§ EXERCISE AIM
The answer must consist of each line below that contains the string "Guideline".

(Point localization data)
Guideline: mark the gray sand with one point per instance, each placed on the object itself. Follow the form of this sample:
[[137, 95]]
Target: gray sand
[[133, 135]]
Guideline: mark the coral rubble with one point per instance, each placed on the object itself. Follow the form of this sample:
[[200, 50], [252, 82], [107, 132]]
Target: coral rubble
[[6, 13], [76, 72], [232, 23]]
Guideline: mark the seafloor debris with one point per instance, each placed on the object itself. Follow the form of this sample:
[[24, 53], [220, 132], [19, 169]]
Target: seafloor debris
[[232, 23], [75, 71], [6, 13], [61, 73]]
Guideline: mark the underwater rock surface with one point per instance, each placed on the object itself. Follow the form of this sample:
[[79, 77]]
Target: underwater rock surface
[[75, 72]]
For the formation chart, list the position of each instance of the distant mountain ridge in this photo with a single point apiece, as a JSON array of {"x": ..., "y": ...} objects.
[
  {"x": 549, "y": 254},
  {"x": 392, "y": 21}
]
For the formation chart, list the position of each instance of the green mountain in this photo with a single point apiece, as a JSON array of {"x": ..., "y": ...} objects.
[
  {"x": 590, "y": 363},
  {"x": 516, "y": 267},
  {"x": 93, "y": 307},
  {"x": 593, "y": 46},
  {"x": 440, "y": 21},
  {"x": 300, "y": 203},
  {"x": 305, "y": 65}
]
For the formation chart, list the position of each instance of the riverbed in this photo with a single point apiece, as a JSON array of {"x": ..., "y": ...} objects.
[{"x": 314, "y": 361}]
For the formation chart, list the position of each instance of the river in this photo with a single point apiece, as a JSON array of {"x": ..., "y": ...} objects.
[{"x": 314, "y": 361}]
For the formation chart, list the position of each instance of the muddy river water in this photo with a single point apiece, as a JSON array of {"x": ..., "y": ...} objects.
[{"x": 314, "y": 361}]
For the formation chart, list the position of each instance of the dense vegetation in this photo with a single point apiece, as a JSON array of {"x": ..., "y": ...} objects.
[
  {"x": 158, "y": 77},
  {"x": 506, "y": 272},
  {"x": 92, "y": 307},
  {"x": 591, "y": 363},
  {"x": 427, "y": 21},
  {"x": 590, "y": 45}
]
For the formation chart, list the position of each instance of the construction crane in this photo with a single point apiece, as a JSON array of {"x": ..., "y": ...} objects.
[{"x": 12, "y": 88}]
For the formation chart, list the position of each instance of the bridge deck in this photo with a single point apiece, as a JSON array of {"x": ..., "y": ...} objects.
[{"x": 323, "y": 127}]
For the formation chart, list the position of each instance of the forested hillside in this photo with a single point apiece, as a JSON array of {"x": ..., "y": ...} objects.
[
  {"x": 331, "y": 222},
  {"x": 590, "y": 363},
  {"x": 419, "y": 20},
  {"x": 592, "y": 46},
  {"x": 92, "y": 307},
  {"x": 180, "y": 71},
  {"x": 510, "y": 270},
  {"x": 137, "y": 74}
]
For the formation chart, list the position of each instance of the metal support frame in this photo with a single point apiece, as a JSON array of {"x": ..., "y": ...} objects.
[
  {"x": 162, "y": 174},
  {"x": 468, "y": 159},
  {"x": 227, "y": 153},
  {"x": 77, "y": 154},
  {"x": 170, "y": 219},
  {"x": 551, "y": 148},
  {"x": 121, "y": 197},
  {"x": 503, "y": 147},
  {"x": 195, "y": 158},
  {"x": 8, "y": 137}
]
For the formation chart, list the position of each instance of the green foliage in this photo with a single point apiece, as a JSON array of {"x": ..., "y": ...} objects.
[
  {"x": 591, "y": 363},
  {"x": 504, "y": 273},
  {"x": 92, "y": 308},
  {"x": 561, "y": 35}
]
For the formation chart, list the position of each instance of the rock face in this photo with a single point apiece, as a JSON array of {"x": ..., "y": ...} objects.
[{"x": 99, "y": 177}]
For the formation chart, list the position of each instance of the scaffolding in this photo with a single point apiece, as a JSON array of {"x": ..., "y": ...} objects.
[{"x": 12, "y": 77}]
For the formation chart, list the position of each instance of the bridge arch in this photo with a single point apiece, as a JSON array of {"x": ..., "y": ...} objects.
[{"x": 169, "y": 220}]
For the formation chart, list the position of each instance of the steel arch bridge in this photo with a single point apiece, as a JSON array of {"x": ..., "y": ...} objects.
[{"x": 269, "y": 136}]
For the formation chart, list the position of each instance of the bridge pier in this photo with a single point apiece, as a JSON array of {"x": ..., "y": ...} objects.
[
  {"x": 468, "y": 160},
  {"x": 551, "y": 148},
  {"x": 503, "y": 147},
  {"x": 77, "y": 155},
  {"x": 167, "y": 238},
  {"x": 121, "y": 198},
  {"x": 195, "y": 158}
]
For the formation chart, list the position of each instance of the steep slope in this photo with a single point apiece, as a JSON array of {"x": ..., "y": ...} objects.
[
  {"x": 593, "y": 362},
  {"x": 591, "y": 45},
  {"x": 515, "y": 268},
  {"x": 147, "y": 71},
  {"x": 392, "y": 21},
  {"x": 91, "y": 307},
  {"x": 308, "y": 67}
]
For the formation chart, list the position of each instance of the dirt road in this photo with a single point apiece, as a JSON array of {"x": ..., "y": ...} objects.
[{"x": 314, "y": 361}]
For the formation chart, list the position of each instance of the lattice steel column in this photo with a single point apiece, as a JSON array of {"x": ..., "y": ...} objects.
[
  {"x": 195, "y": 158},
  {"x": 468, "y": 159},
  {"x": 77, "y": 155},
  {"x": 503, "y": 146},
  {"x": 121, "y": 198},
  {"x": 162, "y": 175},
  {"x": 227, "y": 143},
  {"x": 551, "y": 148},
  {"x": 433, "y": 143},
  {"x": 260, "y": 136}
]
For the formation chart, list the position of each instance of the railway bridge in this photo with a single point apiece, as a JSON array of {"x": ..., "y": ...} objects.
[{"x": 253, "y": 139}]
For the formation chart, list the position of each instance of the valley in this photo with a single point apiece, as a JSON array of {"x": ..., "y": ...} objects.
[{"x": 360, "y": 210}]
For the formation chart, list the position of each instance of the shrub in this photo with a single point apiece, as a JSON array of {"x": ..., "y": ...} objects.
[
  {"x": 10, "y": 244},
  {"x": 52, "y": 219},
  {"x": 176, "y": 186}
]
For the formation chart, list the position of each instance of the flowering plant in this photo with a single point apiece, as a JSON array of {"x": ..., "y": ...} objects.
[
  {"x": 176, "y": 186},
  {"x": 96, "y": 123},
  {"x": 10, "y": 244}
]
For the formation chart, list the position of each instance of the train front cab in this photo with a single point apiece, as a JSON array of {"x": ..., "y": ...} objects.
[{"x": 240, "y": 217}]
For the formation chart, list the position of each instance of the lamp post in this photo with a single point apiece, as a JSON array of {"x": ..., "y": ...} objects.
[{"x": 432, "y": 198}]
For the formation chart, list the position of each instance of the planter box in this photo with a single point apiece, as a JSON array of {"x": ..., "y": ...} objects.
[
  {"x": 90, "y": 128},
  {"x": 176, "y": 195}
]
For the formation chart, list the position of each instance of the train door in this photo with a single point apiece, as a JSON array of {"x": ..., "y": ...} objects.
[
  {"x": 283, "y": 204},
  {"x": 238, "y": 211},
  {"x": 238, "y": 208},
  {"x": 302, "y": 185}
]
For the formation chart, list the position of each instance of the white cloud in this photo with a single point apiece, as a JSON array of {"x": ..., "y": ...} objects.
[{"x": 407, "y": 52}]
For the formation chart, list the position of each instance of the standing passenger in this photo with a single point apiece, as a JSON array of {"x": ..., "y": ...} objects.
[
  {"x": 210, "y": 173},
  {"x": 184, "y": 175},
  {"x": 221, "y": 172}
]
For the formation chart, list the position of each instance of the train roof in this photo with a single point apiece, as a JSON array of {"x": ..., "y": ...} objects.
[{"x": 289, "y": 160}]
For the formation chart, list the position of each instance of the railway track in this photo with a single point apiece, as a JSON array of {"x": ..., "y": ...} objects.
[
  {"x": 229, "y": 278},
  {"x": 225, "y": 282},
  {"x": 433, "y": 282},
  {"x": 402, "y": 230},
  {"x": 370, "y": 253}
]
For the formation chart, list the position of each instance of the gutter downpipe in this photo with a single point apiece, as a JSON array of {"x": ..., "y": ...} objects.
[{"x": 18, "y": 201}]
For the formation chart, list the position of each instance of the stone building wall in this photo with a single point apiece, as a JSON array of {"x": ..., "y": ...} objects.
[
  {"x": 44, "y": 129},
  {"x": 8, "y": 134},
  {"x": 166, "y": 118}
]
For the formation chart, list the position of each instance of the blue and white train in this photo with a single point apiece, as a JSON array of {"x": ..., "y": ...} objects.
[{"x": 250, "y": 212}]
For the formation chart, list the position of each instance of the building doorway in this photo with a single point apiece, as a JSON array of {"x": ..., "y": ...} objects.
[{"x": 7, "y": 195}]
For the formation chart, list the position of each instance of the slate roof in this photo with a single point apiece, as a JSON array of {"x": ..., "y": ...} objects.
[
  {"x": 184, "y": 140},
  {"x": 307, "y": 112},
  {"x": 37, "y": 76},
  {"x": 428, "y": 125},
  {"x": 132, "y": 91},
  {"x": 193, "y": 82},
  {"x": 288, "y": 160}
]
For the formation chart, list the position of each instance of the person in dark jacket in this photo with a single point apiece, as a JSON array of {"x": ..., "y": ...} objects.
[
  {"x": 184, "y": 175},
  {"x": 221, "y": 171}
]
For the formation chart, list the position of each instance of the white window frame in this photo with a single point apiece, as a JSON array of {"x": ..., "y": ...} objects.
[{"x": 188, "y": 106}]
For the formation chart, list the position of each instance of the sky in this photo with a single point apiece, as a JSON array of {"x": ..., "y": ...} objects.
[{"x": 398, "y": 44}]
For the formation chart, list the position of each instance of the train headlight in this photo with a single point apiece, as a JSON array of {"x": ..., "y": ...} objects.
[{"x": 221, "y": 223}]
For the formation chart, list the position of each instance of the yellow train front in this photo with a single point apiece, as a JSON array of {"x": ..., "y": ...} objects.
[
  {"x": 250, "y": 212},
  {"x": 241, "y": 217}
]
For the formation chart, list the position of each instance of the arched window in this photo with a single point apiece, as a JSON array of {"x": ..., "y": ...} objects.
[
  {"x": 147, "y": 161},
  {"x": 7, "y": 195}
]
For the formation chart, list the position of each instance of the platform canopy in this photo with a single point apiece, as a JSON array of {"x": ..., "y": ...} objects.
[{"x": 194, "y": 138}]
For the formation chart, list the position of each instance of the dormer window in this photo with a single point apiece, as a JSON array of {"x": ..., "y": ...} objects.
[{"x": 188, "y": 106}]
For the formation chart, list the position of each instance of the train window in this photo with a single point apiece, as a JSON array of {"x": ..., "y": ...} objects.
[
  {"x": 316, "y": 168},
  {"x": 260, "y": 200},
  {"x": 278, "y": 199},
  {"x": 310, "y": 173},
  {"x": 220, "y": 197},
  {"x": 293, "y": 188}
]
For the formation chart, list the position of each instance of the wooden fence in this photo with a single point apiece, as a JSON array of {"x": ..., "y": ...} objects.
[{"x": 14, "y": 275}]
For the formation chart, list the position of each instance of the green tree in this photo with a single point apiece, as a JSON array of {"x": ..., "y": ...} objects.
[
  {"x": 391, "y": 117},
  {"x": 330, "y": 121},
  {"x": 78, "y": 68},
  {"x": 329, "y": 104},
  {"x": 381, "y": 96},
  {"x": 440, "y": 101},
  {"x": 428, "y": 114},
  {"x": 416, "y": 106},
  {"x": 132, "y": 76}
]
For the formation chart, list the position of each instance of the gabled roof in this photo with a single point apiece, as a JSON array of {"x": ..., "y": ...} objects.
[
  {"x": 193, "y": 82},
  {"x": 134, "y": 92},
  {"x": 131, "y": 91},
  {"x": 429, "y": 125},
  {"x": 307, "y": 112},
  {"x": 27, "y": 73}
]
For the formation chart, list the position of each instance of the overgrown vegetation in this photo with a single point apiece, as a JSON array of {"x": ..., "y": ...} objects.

§ RESPONSE
Guideline: mark the gray sand with one point per instance, each placed on the object itself. Follow the form of this sample:
Guideline: mark the coral rubble with one point per instance, each placed on the object itself. Follow the form of this sample:
Guideline: mark the seafloor debris with one point per instance, each placed on the object itself. Follow the form of this sample:
Guideline: mark the underwater rock surface with one point per instance, each placed on the object itself. Follow the form of this sample:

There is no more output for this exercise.